**EXTRACTED INFORMATION:**
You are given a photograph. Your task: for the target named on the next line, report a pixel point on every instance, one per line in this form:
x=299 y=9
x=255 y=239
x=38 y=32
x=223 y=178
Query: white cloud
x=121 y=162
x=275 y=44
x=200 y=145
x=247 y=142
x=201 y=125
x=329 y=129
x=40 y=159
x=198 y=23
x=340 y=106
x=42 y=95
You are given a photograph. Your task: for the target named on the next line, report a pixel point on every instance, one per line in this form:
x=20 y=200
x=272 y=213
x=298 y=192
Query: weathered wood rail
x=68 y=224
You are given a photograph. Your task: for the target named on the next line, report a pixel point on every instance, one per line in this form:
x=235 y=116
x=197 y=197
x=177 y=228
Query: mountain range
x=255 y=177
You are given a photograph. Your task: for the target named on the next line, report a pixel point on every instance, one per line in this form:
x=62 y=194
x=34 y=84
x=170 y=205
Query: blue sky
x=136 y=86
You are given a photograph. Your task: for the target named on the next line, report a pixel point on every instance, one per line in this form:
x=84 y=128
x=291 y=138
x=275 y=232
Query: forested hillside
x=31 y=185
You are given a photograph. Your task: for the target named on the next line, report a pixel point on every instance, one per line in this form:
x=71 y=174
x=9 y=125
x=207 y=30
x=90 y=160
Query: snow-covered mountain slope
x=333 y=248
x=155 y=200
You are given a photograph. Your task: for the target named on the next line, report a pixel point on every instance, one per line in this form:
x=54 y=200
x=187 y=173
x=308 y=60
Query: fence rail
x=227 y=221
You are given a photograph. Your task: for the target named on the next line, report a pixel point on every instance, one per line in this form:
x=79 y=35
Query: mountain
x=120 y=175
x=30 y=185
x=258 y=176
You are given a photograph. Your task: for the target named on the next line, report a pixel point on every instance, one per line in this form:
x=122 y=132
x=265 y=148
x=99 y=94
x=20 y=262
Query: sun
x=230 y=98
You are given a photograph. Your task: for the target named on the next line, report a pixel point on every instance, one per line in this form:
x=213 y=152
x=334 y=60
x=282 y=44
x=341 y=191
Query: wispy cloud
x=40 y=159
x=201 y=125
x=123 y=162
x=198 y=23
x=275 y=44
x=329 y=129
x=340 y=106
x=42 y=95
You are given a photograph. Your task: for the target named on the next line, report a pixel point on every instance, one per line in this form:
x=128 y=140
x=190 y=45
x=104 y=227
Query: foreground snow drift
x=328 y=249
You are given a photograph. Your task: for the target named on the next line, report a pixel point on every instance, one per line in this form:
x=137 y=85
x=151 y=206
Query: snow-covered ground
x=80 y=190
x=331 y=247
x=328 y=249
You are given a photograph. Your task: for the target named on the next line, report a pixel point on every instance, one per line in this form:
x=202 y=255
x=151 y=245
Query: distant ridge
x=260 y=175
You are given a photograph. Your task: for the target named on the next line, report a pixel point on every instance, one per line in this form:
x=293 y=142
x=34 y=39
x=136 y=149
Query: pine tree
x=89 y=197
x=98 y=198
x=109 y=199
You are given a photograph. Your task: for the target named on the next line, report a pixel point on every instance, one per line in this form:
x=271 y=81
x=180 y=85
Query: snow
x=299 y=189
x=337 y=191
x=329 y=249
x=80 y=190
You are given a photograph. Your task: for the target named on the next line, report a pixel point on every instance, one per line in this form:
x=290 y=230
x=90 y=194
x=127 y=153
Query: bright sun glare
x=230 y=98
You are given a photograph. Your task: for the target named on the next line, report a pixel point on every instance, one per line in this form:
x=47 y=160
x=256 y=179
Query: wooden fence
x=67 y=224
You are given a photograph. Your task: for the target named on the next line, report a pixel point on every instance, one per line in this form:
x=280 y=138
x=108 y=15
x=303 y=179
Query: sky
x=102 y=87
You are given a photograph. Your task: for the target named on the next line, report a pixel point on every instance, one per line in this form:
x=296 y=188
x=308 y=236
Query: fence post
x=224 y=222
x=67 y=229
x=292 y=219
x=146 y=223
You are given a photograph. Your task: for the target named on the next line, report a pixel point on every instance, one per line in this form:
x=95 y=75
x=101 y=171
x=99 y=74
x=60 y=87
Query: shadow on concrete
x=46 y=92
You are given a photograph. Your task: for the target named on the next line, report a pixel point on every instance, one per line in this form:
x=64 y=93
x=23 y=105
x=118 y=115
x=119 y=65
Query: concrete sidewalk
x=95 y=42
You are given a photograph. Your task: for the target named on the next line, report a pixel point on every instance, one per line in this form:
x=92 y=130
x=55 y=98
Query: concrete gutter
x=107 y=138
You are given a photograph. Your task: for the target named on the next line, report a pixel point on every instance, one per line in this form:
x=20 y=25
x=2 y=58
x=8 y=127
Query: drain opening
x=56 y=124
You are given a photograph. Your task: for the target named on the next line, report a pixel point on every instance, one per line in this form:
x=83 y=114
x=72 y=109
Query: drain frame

**INSTRUCTION:**
Pull out each line of the material above that contains the string "fence". Case matters.

**EXERCISE RESULT:**
Query: fence rail
Query: wooden fence
Query: fence post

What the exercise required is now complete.